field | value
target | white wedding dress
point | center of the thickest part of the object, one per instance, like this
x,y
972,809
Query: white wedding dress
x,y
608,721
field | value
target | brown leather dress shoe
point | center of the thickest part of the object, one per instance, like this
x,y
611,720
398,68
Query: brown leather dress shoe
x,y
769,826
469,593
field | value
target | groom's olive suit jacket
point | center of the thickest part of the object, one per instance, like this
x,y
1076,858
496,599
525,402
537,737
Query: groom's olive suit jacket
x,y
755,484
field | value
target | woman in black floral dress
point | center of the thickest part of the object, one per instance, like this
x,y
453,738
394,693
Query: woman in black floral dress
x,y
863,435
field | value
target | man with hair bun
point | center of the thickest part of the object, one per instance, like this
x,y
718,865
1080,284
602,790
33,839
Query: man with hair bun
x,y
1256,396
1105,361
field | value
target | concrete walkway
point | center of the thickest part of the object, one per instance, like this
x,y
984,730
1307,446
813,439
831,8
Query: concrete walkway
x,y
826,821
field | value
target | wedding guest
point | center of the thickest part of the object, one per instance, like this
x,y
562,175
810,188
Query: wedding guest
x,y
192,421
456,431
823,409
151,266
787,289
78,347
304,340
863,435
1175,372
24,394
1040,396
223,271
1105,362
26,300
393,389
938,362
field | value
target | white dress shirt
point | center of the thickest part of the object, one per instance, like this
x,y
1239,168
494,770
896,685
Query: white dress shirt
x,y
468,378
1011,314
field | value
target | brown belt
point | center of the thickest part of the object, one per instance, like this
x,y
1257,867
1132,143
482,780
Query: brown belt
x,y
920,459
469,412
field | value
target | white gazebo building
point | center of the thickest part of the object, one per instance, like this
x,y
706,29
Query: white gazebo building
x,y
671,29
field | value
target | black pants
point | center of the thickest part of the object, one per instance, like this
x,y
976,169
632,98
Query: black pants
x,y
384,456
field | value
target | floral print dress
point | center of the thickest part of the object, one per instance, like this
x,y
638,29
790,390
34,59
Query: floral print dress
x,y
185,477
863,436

The request:
Report each line of the material above that contains the word "woman".

Solution for this exercise:
target | woman in black floral dress
Query: woman in black floral dress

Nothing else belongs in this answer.